*** Opening of INFORMATION GIVEN ***
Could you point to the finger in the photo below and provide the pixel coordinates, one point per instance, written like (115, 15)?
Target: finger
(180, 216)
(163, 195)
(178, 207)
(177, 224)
*** Close of INFORMATION GIVEN ***
→ **TASK REQUIREMENTS**:
Write down all of the listing exactly.

→ **COMPLETED EXERCISE**:
Could you point to the finger in the photo below and provide the pixel coordinates, one point per instance, written like (115, 15)?
Target: finger
(180, 216)
(163, 195)
(178, 207)
(177, 224)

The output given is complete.